- [EXERCISE OBJECTIVE]:
Without altering anything, repeat each of the records.

Collected data:
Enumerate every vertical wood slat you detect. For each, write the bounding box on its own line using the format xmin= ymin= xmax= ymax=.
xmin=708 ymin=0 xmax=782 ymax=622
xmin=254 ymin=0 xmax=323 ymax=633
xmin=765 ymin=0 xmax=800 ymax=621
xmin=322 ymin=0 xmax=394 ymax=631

- [SOLVED EXERCISE]:
Enumerate every vertical wood slat you detect. For each, write the bounding box on its own line using the format xmin= ymin= xmax= ymax=.
xmin=708 ymin=0 xmax=782 ymax=622
xmin=254 ymin=0 xmax=323 ymax=633
xmin=765 ymin=0 xmax=800 ymax=621
xmin=322 ymin=0 xmax=394 ymax=631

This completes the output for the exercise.